(WHAT THE TASK ASKS) Reproduce the lines below word for word, leaving out the pictures.

(Records for pointing at objects in photos)
------------------------------
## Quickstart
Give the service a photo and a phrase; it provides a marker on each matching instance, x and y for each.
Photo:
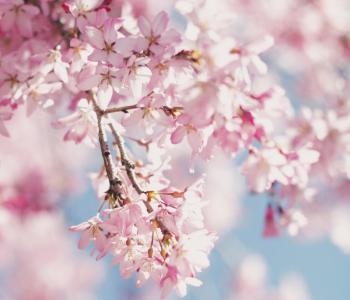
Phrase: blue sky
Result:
(324, 268)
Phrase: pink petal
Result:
(89, 82)
(3, 130)
(145, 26)
(95, 37)
(84, 239)
(7, 21)
(178, 135)
(160, 23)
(61, 72)
(24, 24)
(195, 140)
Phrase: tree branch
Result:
(126, 162)
(115, 184)
(124, 109)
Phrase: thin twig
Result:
(115, 184)
(126, 162)
(124, 109)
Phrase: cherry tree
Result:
(167, 102)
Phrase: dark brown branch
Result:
(115, 184)
(126, 162)
(124, 109)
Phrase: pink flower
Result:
(55, 64)
(16, 13)
(82, 124)
(263, 168)
(105, 42)
(6, 112)
(101, 80)
(270, 228)
(90, 231)
(159, 39)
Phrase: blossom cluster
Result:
(109, 75)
------------------------------
(RESULT OF THE EXERCISE)
## Quickstart
Give the service a photo and a phrase; it provides a marker on each matching instance, x and y for each.
Photo:
Phrase: blue sky
Result:
(324, 268)
Phrase: pink petal
Result:
(89, 82)
(3, 130)
(145, 26)
(95, 37)
(84, 239)
(7, 21)
(178, 135)
(160, 23)
(61, 72)
(24, 24)
(195, 140)
Phrase: tree branch
Result:
(126, 162)
(115, 184)
(124, 109)
Phrase: thin twig
Result:
(115, 184)
(126, 162)
(124, 109)
Phrase: cherry tree
Result:
(167, 102)
Phrase: dark brown branch
Result:
(115, 184)
(126, 162)
(124, 109)
Phrase: pink flower
Result:
(55, 64)
(16, 13)
(82, 124)
(263, 168)
(105, 42)
(6, 112)
(101, 80)
(270, 228)
(90, 231)
(159, 39)
Phrase: blossom cluster
Result:
(109, 75)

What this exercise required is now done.